PROBLEM DESCRIPTION » Could you restate the data word for word and drop the pictures?

(Point-per-instance localization data)
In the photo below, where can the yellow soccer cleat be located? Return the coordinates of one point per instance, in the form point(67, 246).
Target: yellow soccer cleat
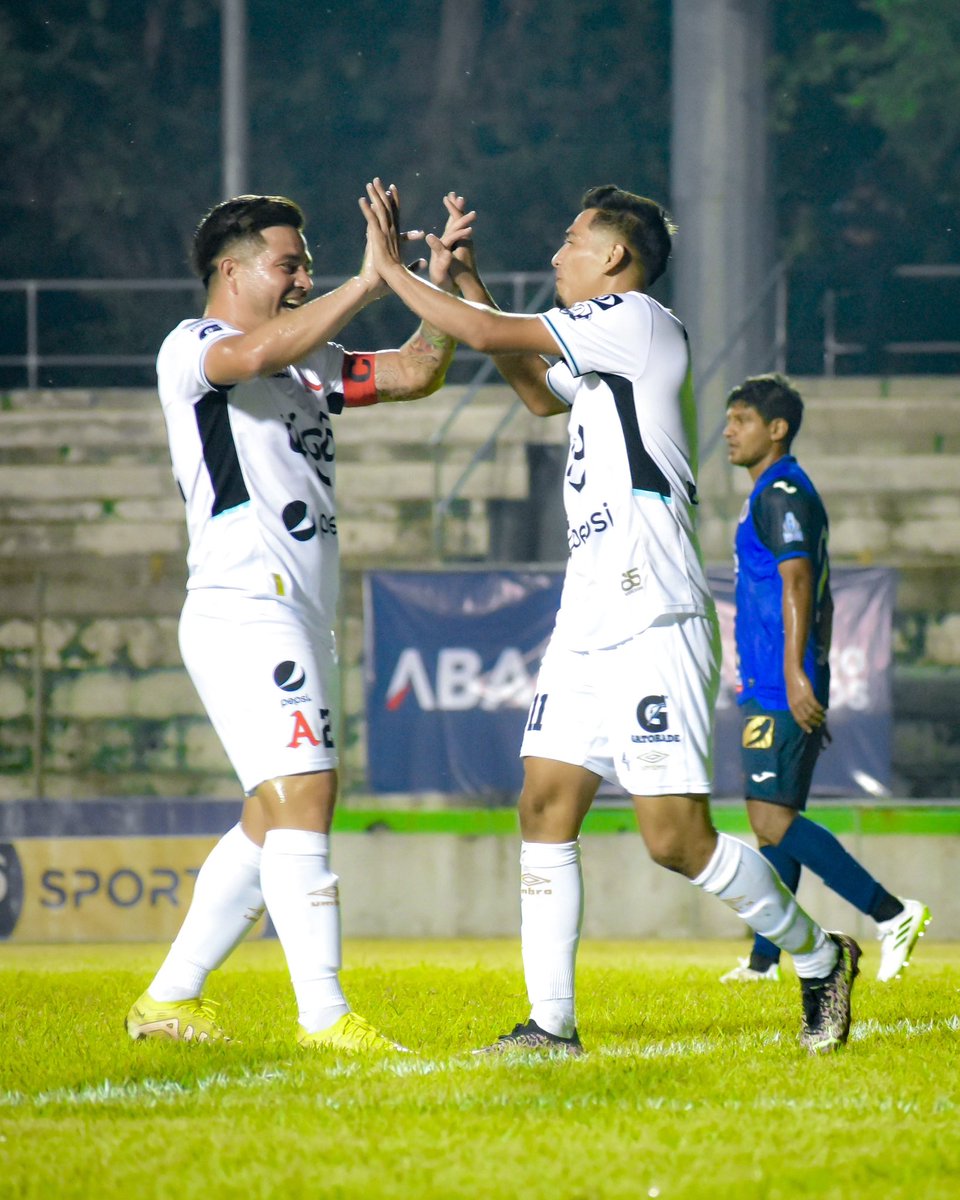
point(180, 1020)
point(351, 1035)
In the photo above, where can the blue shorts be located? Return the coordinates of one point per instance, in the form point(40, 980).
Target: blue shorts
point(778, 756)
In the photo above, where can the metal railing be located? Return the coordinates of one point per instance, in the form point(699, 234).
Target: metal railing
point(834, 348)
point(514, 286)
point(774, 288)
point(444, 501)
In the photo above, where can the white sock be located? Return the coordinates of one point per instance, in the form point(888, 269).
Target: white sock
point(745, 882)
point(303, 899)
point(227, 901)
point(551, 911)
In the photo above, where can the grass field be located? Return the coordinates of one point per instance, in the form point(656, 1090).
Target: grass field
point(689, 1090)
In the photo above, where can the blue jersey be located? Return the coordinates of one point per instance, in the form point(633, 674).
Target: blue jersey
point(784, 517)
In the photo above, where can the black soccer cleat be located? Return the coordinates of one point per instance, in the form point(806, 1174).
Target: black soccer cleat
point(826, 1002)
point(529, 1037)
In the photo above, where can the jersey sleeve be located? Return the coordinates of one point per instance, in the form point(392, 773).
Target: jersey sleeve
point(562, 383)
point(607, 334)
point(789, 521)
point(181, 357)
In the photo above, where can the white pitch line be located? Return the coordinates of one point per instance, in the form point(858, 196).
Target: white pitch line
point(109, 1093)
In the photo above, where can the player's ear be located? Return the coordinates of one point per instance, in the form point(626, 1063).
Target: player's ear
point(618, 256)
point(227, 271)
point(778, 429)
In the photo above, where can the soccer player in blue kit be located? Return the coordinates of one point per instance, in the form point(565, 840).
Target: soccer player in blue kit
point(783, 629)
point(629, 679)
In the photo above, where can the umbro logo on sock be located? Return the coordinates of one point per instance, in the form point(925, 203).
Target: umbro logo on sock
point(534, 886)
point(329, 895)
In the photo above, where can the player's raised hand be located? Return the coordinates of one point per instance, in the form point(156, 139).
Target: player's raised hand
point(381, 209)
point(451, 253)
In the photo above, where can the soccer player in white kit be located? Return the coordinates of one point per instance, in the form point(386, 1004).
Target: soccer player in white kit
point(628, 683)
point(249, 394)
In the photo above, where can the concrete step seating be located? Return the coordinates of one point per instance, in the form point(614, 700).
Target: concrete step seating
point(85, 480)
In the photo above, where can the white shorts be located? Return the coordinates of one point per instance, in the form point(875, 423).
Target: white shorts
point(267, 681)
point(639, 714)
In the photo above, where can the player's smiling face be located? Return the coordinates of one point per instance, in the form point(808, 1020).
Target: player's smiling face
point(750, 442)
point(580, 264)
point(276, 275)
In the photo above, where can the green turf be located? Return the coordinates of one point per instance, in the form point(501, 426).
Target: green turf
point(690, 1089)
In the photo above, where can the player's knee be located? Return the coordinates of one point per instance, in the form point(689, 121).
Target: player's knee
point(667, 849)
point(769, 822)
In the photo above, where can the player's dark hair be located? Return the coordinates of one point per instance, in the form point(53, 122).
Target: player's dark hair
point(237, 221)
point(772, 395)
point(643, 225)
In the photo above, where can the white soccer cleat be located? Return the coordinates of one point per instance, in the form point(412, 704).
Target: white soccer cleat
point(898, 936)
point(744, 973)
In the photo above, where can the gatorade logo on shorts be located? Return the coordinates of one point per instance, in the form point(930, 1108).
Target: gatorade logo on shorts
point(757, 732)
point(652, 714)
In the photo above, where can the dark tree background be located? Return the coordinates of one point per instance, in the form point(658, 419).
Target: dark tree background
point(109, 135)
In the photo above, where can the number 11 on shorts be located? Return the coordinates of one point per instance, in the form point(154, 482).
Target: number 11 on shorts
point(535, 719)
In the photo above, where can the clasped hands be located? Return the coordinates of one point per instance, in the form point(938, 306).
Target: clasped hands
point(450, 253)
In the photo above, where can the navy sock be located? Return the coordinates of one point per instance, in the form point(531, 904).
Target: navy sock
point(817, 849)
point(789, 869)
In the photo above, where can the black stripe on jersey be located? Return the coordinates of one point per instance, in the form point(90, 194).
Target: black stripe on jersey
point(220, 451)
point(645, 474)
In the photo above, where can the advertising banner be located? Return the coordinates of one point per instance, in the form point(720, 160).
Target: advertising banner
point(451, 661)
point(99, 889)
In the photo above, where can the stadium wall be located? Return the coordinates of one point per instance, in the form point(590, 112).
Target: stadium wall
point(123, 870)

RESPONSE »
In the photo below, where can the yellow soccer cleat be located? Return the coordinates of one point per instance, in the form point(67, 246).
Target: yellow soccer cleat
point(180, 1020)
point(351, 1035)
In the photo above, where can the blue shorts be located? Return the coordinates of one point per instance, in the form point(40, 980).
Target: blue shorts
point(778, 756)
In the photo above, where can the metal railing be located? Return the coordinates of one point per instance, in the form point(699, 234).
Target: metal railing
point(834, 348)
point(514, 286)
point(774, 288)
point(444, 501)
In the photo above, where can the white sock be located? Return the coordinates of one point per instance, in the form point(888, 269).
Target: white sock
point(745, 882)
point(303, 899)
point(227, 901)
point(551, 911)
In the photo above, where can the grass field be located? Return the coordinates of one point per instance, in the form point(656, 1090).
Target: grass field
point(689, 1090)
In the photo above, where can the blue jersey be located? Return the coordinates of one point per instance, in the form point(633, 674).
Target: blue jersey
point(784, 517)
In the photo above, where can the black soccer cleat be located? Return the coordinates of one point per instance, in the form point(806, 1174).
Target: black soccer cleat
point(826, 1002)
point(529, 1037)
In the photo above, where can the jersey sleeve be located? Return the coordinates of one point per instance, in the form point(392, 773).
Target: jersey sleeve
point(562, 383)
point(607, 334)
point(789, 521)
point(181, 357)
In the photo above, where can the white pitch line be located? Return the coordinates of one point per instance, in the form point(858, 196).
Target: white pitch line
point(109, 1093)
In the photo above, where can the player's ear be located? Return the coordinates of one point per instance, in the form point(626, 1063).
Target: player's ear
point(618, 256)
point(227, 271)
point(778, 429)
In the photo above, where can the soccer player in blue kit be located? Return the coordinates of one point per instance, in the form point(565, 840).
Target: soccer player in blue kit
point(783, 629)
point(629, 679)
In the photo above, where can the umbro logo on sock be located? Return the coordinates of one point per instance, in the form point(925, 203).
Target: umbro logo on sock
point(534, 886)
point(329, 895)
In the photo above, where can the player's raised hand be located? Return the coordinates of one point per instance, in the form point(156, 139).
Target: player's raised hand
point(381, 209)
point(451, 253)
In the photo above, where can the soccer player in white kit be located? Return the coordinates of one point per instance, in the form point(386, 1004).
Target: soccer player in white kit
point(628, 683)
point(249, 394)
In the photo above, where can the concrete step seating be located? Return the coordinates of one point per instance, in the form point(614, 700).
Target: concrete step seating
point(85, 480)
In the photo above, where can the white shorts be located? Return the coordinates of one point per instance, in the form point(875, 423).
Target: white shorts
point(267, 681)
point(639, 714)
In the photo above, where can the player's smiling face be located? Return the coordinates of one point per instance, in the form point(808, 1020).
Target: player's smiling face
point(750, 442)
point(580, 264)
point(276, 275)
In the photo above, where can the green turf be located? Return the coordinates of one point per instance, in the form point(501, 426).
Target: green turf
point(690, 1089)
In the photo above, where can the player's knee be located? Return the coordinates of one point per instance, in the form point(689, 121).
Target: player's knee
point(667, 849)
point(769, 822)
In the photo above, where can the player's dark hair be located? Return the coordinates of one point per instance, in the form point(53, 122).
Target: player's dark hair
point(237, 221)
point(772, 395)
point(643, 225)
In the photo above, where can the white soccer cleat be located? Return the coordinates of one point per instance, in the form point(412, 704).
Target: white soccer cleat
point(898, 936)
point(744, 973)
In the photo above, where can the gatorade logo on shorts be located? Return the coordinates of one point per instance, in the form point(930, 1108).
Target: gatorade logo on shorts
point(757, 732)
point(652, 714)
In the photo above, where can the dark tree background be located? Return the coordinates of one point per instance, in the form point(658, 419).
Target: dark tree background
point(109, 135)
In the photo above, where can the number 11 on shorts be located? Return the coordinates of one point per instance, in the form point(154, 482).
Target: number 11 on shorts
point(535, 719)
In the photo above, where can the clasped hands be located? Return the coordinates of one point per instance, in the form point(938, 306).
Target: clasped hands
point(450, 253)
In the photo above, where can the navy sock be located? Return the coordinates of one point per instance, in the form point(531, 904).
Target: navy sock
point(817, 849)
point(789, 869)
In the photo above, where can the black stripe on jersey be located? Return the coordinates of one point per instance, in the form point(90, 194).
Target: black stripe on jersey
point(220, 451)
point(645, 474)
In the photo above, where can the advertising banner be located? Return the coordinates of one point per instance, in the form point(720, 160).
Target: advertising banner
point(451, 661)
point(99, 889)
In the photo above, where can the stadium wall be located? Return the coordinates of one point per instance, in the form point(590, 112).
Target: stadium wall
point(123, 870)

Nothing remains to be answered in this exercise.